▶ [Deine Aufgaben]
(a) Wie sind laut Textauszug die ersten hundert Tage der Koalition verlaufen?
(b) Gib den Textauszug beginnend bei „Die ersten hundert“ und fortlaufend bis „ausgeliehene schwere Rüstung.“ wieder und benenne dabei „Union“ in „CDU/CSU“ um.

5. Die große Koalition kann lange halten, weil die Union zur SPD wird und die SPD zur Union.

Die ersten hundert Tage der Koalition sind recht friedlich verlaufen. Das war überraschend, nachdem sich im Wahlkampf alle sehr angestrengt hatten, fundamentale Alternativen zu inszenieren: das neoliberale Duo Merkel/Westerwelle gegen Schröder, der sein sozialdemokratisches Herz wiederentdeckt zu haben schien. Doch das war nur Schein. Von der Union sind die neoliberalen Kampfposen, die die Parteimehrheit eher schweigend ertragen hatte, abgefallen wie eine ausgeliehene schwere Rüstung.

▶ [Erfasste Daten]

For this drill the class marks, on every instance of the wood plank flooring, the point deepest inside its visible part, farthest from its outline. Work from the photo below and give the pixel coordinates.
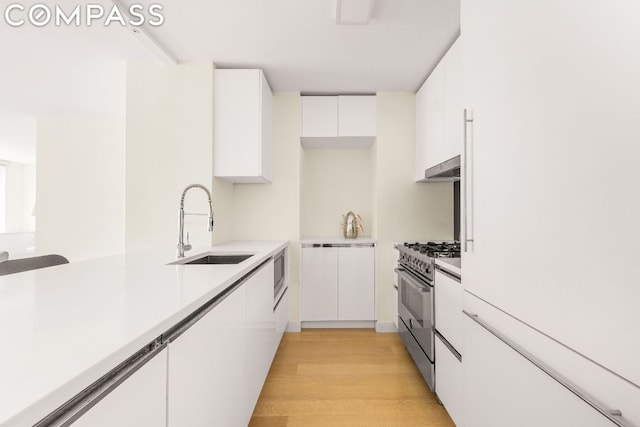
(345, 377)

▶ [Lösungen]
(a) Recht friedlich.

(b)
Die ersten hundert Tage der Koalition sind recht friedlich verlaufen. Das war überraschend, nachdem sich im Wahlkampf alle sehr angestrengt hatten, fundamentale Alternativen zu inszenieren: das neoliberale Duo Merkel/Westerwelle gegen Schröder, der sein sozialdemokratisches Herz wiederentdeckt zu haben schien. Doch das war nur Schein. Von der CDU/CSU sind die neoliberalen Kampfposen, die die Parteimehrheit eher schweigend ertragen hatte, abgefallen wie eine ausgeliehene schwere Rüstung.